What the task requires |
Rewrite everything from the start of the records down to the line containing "[(138, 392), (128, 498)]", putting "silver" in place of "chrome" and leaving everything else unchanged.
-- START OF Excerpted data --
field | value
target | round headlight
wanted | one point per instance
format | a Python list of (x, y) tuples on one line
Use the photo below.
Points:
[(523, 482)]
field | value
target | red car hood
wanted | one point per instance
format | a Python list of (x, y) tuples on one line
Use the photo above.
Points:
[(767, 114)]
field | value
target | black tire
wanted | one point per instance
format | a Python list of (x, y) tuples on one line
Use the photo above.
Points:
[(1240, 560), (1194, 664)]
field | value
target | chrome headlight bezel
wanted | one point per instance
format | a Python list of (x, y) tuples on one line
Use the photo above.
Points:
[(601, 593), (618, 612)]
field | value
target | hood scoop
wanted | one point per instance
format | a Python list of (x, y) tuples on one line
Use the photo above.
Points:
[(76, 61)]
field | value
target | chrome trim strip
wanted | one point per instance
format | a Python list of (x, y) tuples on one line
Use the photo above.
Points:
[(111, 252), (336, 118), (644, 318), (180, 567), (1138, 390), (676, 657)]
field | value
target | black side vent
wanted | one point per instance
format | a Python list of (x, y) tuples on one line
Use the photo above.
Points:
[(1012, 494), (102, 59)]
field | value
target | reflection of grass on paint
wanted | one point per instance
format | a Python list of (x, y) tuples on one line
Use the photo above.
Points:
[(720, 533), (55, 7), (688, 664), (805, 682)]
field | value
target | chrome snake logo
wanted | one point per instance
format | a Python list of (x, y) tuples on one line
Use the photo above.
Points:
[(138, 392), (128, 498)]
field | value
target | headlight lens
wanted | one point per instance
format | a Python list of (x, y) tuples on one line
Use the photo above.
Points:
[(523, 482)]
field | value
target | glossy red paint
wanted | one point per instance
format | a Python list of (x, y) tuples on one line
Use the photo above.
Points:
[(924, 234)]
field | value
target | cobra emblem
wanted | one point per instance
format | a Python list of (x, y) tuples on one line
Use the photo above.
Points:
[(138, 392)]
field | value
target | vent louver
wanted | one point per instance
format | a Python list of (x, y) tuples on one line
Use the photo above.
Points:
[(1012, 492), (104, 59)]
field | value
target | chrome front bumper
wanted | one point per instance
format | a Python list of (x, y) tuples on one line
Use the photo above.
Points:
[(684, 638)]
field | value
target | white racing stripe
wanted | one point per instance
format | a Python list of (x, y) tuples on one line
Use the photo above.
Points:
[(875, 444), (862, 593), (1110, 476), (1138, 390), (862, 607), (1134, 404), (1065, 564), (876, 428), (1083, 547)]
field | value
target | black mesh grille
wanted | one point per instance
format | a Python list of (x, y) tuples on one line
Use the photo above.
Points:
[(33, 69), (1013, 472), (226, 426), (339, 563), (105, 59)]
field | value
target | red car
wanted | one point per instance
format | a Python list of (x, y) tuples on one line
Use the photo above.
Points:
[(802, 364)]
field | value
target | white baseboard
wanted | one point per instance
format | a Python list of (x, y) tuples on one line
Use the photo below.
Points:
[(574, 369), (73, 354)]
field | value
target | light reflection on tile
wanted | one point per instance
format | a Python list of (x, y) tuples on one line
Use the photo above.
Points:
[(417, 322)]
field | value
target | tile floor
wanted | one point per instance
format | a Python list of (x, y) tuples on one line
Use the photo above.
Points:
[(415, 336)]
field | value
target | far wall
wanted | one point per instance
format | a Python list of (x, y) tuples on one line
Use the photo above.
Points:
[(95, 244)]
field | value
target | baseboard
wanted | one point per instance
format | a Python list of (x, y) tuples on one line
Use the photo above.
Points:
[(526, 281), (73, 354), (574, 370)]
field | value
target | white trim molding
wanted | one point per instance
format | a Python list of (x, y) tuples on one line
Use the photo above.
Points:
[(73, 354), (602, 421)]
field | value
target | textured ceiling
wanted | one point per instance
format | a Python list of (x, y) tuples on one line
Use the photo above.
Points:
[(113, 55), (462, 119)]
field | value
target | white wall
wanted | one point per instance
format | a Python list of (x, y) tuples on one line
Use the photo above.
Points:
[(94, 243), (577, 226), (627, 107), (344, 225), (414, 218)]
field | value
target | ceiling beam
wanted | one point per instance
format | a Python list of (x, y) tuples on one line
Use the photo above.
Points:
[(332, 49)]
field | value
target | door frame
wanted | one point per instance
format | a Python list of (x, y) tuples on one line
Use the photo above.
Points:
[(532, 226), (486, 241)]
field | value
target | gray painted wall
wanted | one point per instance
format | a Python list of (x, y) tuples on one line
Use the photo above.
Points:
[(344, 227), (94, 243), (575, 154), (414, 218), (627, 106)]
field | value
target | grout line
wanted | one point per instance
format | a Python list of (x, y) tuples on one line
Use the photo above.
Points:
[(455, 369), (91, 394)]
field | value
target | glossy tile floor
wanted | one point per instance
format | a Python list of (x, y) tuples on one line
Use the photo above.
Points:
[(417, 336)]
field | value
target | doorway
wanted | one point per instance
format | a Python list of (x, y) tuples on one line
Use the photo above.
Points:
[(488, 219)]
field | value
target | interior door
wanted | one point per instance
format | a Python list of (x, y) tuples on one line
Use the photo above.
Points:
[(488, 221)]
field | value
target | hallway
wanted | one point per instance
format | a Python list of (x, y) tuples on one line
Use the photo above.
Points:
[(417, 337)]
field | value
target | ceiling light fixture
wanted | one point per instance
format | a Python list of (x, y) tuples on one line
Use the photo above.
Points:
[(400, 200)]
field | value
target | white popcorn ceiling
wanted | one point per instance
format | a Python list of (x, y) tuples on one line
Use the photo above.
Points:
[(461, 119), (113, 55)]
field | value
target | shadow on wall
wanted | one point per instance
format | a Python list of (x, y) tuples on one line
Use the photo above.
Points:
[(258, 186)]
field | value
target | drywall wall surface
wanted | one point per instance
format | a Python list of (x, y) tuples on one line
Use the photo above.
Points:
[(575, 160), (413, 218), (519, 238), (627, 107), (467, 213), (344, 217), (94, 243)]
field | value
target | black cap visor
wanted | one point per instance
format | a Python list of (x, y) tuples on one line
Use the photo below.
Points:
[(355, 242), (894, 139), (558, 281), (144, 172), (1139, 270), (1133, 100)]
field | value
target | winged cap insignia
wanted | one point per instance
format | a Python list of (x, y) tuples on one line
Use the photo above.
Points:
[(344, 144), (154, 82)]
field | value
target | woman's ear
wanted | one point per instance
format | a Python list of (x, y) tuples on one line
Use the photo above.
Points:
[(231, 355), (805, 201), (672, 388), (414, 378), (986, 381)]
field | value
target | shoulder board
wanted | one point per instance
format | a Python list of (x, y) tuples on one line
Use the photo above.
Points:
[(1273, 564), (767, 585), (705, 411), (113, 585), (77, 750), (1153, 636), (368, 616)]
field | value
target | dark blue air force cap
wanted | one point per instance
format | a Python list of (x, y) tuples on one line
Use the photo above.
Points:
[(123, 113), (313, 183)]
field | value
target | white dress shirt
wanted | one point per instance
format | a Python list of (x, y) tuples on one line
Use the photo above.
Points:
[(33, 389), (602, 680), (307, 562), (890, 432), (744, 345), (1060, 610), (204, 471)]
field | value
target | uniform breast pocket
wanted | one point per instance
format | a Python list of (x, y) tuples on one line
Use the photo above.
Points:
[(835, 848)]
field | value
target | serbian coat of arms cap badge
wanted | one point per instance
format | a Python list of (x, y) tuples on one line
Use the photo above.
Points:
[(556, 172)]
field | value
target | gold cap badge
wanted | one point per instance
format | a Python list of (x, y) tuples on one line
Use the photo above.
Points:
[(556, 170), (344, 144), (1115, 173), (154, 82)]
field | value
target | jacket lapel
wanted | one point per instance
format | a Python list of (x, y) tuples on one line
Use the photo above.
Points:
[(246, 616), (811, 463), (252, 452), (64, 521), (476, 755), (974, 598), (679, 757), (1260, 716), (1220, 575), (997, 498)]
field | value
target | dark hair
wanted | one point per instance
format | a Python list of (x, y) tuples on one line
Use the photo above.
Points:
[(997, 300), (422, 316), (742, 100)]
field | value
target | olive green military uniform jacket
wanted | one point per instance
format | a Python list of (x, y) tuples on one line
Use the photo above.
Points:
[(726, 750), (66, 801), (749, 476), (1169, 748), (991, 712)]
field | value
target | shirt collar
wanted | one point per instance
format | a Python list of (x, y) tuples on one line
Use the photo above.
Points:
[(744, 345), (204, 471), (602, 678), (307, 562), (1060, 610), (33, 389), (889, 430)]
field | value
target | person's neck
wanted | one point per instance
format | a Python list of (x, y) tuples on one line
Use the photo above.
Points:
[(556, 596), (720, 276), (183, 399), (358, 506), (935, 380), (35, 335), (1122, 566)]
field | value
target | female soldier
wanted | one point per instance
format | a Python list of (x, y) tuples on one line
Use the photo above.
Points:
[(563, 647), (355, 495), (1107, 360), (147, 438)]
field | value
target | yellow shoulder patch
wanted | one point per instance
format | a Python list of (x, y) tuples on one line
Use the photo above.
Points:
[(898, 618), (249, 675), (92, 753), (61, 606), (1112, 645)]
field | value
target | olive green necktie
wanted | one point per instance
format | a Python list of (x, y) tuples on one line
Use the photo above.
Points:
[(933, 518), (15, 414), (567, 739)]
-- END OF Excerpted data --
Expected answer |
field | value
target | round headlight
wanted | one point per instance
format | a Python list of (x, y) tuples on one line
Use the photo below.
Points:
[(523, 482)]
field | value
target | red car hood
wanted | one point per instance
format | a Python list of (x, y) tuples on one line
Use the photo above.
Points:
[(767, 114)]
field | value
target | black tire
wanted | one point per instance
format | a Python list of (x, y) tuples on one line
Use the photo above.
Points:
[(1240, 560), (1194, 664)]
field | value
target | silver headlight bezel
wanted | one point per instance
format | a Python list of (x, y) tuples on one line
Use the photo above.
Points:
[(601, 593), (618, 612)]
field | value
target | hood scoop
wanted | one point per instance
format | a Python list of (x, y) tuples on one line
Use the photo above.
Points:
[(76, 61)]
field | value
target | silver trim strip
wanted | one point per instance
format | a Python list of (x, y) tuples on one line
Use the photo above.
Points:
[(111, 252), (336, 118), (644, 318), (180, 567), (1138, 390), (676, 657)]
field | value
target | black side vent
wanted | one point per instance
format | a Python list of (x, y) tuples on one line
Use the photo above.
Points:
[(1012, 494), (102, 59)]
field | value
target | reflection of grass on paint
wanted | one point per instance
format | a Python list of (x, y) tuples on one line
Use the photo above.
Points:
[(720, 533), (55, 7), (688, 664), (805, 682)]
field | value
target | silver snake logo
wanted | one point per instance
format | a Python list of (x, y) tuples on one line
Use the photo above.
Points:
[(138, 392), (128, 498)]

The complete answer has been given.